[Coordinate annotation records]
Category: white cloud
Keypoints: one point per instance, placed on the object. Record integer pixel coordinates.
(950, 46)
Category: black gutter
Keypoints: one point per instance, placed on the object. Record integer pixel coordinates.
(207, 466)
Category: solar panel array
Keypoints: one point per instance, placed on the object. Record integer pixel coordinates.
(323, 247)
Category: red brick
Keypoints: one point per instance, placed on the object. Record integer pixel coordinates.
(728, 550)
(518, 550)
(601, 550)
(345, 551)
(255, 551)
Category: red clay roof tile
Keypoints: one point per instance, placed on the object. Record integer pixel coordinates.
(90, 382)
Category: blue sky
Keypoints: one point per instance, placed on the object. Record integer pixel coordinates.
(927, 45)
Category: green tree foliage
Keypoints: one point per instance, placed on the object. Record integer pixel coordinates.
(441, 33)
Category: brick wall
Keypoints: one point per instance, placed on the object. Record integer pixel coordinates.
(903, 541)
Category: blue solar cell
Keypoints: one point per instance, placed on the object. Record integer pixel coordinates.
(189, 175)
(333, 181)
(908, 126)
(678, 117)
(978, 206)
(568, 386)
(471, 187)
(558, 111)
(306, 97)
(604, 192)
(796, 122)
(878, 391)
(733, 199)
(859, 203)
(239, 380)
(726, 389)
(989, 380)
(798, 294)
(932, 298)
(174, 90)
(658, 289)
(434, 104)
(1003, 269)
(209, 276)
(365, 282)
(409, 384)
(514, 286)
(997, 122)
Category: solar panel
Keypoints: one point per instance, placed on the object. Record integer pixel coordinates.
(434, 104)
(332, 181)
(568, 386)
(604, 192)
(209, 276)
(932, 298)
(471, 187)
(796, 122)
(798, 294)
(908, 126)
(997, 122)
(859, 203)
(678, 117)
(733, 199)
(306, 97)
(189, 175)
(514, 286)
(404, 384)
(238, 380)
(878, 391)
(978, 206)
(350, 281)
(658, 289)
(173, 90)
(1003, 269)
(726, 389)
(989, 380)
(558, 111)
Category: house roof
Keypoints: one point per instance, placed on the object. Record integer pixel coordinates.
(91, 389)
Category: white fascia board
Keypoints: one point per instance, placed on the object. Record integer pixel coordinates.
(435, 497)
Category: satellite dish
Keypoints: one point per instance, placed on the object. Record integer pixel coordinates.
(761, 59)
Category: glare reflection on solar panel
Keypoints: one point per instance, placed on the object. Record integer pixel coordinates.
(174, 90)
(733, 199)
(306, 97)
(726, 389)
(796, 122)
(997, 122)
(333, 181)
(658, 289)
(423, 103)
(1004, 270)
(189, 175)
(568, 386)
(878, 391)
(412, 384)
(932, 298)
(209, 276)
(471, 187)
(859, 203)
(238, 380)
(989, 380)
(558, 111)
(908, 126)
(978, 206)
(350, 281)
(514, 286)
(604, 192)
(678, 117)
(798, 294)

YOUR TASK
Copy out every line of the material above with no changes.

ANSWER
Category: white cloud
Keypoints: one point per instance, placed on the object. Record integer pixel coordinates.
(950, 46)
Category: black gutter
Keypoints: one point per instance, placed on the object. Record integer pixel coordinates.
(207, 466)
Category: solar panel array
Keypoints: one point per instance, placed on the object. Record integer pixel coordinates.
(323, 247)
Category: red brick
Keypoints: one point per instance, placed on the object. Record integer pixel coordinates.
(728, 550)
(518, 550)
(601, 550)
(345, 551)
(255, 551)
Category: red clay roof tile
Keypoints: one point per instance, placed on the object. Record integer pixel coordinates.
(90, 382)
Category: blue sky
Keypoints: one point per instance, placed on the object. Record integer pixel coordinates.
(927, 45)
Category: green tree foliage
Keypoints: one point per instance, placed on the object. Record integer pixel coordinates.
(441, 33)
Category: brick wall
Keypoints: one point per instance, placed on the object. Record integer pixel coordinates.
(903, 541)
Category: blue solar cell
Keypoints: one point per instance, placed on the object. Record integer pixel coordinates.
(189, 175)
(333, 181)
(908, 126)
(678, 117)
(978, 206)
(568, 386)
(471, 187)
(558, 111)
(306, 97)
(604, 192)
(796, 122)
(878, 391)
(733, 199)
(859, 203)
(239, 380)
(726, 389)
(989, 380)
(798, 294)
(932, 298)
(174, 90)
(658, 289)
(434, 104)
(1003, 269)
(209, 276)
(365, 282)
(409, 384)
(514, 286)
(997, 122)
Category: solar panel
Keypoints: one point per instance, placed on the object. Record integer pixel coordinates.
(434, 104)
(332, 181)
(568, 386)
(604, 192)
(209, 276)
(932, 298)
(471, 187)
(796, 122)
(798, 294)
(908, 126)
(997, 122)
(859, 203)
(678, 117)
(733, 199)
(306, 97)
(189, 175)
(514, 286)
(404, 384)
(238, 380)
(878, 391)
(978, 206)
(350, 281)
(658, 289)
(173, 90)
(1003, 269)
(726, 389)
(989, 380)
(558, 111)
Category: house roof
Keypoints: one point per instance, placed on the object. Record integer pixel coordinates.
(91, 389)
Category: white fascia board
Keypoints: one point per instance, placed on the object. Record integer pixel coordinates.
(435, 497)
Category: satellite dish
Keypoints: one point per instance, placed on the object. Record integer pixel coordinates.
(761, 59)
Category: glare reflection on solar panel
Keypoints: one point per instance, placed on the object. Record integer pixel coordinates.
(174, 90)
(733, 199)
(306, 97)
(726, 389)
(796, 122)
(997, 122)
(333, 181)
(658, 289)
(423, 103)
(1004, 270)
(189, 175)
(568, 386)
(878, 391)
(412, 384)
(932, 298)
(209, 276)
(471, 187)
(859, 203)
(238, 380)
(989, 380)
(558, 111)
(908, 126)
(978, 206)
(350, 281)
(514, 286)
(604, 192)
(678, 117)
(798, 294)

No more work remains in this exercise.